**Exercise directions**
Count how many lines in the data below include "tree". Answer with the number only.
+++ Given data
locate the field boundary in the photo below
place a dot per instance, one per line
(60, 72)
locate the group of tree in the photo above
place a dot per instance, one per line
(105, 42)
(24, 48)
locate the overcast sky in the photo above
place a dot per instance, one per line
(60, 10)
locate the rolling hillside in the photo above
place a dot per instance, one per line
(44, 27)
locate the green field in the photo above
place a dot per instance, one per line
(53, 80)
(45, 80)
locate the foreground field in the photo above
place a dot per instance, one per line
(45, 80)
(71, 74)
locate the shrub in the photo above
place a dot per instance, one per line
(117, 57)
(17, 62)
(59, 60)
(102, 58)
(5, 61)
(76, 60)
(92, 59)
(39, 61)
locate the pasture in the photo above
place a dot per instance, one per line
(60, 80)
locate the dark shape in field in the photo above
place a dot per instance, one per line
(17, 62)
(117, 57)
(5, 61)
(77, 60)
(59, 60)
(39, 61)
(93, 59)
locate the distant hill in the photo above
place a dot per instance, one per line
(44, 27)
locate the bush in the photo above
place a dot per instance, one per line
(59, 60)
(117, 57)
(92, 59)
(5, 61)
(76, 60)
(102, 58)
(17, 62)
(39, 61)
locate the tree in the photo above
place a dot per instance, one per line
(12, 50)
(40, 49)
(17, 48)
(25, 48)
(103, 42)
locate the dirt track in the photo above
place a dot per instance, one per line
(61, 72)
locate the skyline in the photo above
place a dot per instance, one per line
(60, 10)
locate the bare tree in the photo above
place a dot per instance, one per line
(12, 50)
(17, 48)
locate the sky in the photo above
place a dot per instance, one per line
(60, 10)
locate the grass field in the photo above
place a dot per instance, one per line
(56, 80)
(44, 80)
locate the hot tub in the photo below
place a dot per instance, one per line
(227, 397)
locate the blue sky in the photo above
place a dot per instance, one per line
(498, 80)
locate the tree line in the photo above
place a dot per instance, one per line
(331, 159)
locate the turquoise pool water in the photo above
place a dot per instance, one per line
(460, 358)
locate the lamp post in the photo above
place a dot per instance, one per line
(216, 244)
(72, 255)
++++++
**Response**
4